▸ PROBLEM DESCRIPTION: List each line below that contains the string "woman", copying those lines in full. Matches are case-sensitive.

[Point labeling examples]
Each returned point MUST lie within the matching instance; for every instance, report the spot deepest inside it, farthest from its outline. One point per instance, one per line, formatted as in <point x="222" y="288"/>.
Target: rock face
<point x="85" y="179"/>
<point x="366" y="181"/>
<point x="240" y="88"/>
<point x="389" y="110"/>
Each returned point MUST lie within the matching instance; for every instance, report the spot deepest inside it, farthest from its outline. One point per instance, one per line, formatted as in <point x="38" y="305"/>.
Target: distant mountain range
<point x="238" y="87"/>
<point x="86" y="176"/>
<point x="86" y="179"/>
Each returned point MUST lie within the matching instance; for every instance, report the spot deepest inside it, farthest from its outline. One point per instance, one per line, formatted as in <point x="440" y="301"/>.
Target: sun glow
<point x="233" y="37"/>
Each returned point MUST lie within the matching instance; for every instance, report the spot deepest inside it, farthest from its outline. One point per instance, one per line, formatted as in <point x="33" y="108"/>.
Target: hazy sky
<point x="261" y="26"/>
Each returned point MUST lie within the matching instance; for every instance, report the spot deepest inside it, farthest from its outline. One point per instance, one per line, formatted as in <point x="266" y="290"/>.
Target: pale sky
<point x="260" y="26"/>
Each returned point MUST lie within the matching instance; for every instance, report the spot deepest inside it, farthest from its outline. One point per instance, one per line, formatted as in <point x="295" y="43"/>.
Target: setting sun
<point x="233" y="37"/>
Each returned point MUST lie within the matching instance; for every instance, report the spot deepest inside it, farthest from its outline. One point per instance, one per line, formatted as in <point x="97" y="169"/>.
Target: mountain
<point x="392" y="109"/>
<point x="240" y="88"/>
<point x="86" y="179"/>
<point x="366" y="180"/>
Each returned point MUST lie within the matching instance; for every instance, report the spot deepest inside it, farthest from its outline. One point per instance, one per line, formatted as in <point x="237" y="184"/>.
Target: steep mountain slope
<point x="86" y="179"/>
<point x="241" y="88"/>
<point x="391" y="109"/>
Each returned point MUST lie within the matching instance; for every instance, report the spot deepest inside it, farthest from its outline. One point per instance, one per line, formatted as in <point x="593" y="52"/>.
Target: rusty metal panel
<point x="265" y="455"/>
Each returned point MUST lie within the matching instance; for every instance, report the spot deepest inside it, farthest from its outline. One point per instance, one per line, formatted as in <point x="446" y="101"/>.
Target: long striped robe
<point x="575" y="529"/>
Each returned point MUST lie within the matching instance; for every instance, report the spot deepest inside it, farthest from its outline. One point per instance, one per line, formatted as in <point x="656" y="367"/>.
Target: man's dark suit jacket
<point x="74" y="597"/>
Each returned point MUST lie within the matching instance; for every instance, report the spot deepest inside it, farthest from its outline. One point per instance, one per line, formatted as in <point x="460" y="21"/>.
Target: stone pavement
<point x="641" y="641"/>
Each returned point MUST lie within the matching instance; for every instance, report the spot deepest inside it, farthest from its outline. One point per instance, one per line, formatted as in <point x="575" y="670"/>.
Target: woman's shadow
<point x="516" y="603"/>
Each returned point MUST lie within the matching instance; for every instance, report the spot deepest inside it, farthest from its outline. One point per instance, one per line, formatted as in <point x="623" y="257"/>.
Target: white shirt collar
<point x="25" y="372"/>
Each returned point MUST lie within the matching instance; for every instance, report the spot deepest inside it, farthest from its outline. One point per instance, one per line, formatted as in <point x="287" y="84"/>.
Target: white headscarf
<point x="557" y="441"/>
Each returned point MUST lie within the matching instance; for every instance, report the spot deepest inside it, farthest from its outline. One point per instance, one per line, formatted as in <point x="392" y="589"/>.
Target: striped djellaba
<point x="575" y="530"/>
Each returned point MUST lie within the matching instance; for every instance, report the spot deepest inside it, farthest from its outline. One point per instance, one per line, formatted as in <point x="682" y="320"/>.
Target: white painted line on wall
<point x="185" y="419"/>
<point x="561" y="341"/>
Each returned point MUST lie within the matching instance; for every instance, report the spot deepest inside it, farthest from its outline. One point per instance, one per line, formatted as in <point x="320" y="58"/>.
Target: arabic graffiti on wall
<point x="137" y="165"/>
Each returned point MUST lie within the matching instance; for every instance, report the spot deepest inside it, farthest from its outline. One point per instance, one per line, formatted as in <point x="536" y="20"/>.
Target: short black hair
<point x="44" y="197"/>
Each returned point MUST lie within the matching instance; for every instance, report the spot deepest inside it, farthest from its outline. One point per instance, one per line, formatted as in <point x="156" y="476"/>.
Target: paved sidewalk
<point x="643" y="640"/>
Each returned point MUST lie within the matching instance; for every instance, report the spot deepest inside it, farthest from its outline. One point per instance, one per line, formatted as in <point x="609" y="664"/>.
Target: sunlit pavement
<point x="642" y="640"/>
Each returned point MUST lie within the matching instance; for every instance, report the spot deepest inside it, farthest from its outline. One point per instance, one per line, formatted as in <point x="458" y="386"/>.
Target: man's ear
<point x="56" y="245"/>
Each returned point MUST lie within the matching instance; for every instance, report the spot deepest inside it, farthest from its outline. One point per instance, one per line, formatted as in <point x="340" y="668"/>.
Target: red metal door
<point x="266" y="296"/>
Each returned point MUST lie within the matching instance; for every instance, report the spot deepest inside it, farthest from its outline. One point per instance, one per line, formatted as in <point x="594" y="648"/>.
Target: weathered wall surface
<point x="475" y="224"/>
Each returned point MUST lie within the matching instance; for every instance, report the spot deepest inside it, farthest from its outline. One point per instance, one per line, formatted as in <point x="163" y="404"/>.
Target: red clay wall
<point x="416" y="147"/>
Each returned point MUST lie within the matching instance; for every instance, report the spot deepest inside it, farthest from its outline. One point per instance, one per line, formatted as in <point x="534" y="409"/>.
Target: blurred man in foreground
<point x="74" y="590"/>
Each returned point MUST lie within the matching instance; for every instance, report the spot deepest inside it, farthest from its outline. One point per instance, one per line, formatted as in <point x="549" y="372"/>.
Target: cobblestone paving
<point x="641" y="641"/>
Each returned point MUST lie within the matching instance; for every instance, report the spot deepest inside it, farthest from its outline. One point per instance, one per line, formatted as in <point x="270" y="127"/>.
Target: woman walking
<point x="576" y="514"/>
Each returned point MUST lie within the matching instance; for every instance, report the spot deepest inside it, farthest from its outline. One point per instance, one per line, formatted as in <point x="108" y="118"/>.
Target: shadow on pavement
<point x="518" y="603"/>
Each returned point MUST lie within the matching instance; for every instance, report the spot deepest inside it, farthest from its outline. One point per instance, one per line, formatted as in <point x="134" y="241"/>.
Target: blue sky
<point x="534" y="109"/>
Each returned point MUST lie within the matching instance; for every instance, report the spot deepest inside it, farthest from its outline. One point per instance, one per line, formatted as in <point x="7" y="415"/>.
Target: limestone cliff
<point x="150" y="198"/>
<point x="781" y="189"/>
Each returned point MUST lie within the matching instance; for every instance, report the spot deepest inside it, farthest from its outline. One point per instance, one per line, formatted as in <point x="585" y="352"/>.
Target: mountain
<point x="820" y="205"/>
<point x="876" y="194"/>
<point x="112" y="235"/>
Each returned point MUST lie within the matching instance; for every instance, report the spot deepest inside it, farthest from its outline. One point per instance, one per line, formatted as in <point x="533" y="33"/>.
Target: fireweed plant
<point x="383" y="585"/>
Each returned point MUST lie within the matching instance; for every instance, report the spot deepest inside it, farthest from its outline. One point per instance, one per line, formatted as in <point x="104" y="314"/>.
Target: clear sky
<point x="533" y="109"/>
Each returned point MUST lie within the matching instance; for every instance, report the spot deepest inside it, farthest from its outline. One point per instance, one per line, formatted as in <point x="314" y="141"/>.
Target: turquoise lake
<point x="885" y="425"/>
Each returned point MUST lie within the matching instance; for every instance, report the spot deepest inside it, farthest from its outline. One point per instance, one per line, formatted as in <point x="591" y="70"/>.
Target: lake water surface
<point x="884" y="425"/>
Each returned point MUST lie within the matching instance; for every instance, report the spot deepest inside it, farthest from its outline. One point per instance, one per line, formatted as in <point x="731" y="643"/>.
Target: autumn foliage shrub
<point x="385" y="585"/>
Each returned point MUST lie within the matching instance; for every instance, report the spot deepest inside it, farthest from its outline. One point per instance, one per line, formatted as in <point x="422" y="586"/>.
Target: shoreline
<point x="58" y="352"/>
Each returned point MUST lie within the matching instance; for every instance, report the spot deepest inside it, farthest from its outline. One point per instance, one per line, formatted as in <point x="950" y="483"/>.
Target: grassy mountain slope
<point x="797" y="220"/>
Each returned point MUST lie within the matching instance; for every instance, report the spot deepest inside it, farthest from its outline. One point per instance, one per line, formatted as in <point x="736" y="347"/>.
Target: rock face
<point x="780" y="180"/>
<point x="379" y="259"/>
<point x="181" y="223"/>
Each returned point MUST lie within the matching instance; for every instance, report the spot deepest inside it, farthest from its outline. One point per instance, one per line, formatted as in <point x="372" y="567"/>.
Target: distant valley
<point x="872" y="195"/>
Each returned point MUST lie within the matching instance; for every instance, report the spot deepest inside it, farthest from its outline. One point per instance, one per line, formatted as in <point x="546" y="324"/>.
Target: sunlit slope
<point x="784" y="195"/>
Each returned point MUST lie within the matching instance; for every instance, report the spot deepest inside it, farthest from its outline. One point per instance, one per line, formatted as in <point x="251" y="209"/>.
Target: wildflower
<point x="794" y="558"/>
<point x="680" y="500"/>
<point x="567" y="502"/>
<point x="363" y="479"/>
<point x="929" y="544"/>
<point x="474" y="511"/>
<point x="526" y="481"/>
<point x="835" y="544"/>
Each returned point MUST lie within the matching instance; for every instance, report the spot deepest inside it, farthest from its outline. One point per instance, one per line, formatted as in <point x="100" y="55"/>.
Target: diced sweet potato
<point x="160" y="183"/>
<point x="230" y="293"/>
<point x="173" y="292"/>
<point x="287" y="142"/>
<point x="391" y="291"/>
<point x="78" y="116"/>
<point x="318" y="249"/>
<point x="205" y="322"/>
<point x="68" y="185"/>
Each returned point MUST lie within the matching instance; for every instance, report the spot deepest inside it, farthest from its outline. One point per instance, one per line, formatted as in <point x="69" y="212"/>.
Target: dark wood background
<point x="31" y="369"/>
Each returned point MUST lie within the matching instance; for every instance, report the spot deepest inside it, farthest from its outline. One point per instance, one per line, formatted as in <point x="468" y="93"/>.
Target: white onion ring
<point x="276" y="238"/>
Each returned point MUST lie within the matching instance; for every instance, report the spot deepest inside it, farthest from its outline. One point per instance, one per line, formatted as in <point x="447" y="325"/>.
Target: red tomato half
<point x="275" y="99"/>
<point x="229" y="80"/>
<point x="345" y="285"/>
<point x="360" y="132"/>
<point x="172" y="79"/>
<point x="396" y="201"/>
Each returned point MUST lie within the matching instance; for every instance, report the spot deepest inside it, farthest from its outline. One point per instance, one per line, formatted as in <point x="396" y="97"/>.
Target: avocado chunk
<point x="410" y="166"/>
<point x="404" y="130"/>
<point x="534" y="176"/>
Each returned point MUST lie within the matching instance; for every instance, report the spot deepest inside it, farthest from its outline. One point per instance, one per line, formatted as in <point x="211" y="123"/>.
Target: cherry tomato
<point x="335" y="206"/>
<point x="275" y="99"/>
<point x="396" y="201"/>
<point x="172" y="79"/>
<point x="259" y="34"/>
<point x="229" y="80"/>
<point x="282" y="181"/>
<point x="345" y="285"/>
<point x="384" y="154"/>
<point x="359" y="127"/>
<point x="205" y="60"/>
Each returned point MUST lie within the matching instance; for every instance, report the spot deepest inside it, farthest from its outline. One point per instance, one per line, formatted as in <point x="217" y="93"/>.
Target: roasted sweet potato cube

▸ TASK SOLUTION:
Target: woman's shadow
Target: woman walking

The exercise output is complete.